## Compito richiesto
Trasforma tutte le righe seguenti in una lista JSON di stringhe, una stringa per ciascuna riga, senza includere le righe vuote.

## Righe di dati

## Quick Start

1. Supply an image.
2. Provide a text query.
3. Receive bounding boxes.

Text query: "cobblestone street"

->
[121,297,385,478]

## Risultato sotto
[
  "## Quick Start",
  "1. Supply an image.",
  "2. Provide a text query.",
  "3. Receive bounding boxes.",
  "Text query: \"cobblestone street\"",
  "->",
  "[121,297,385,478]"
]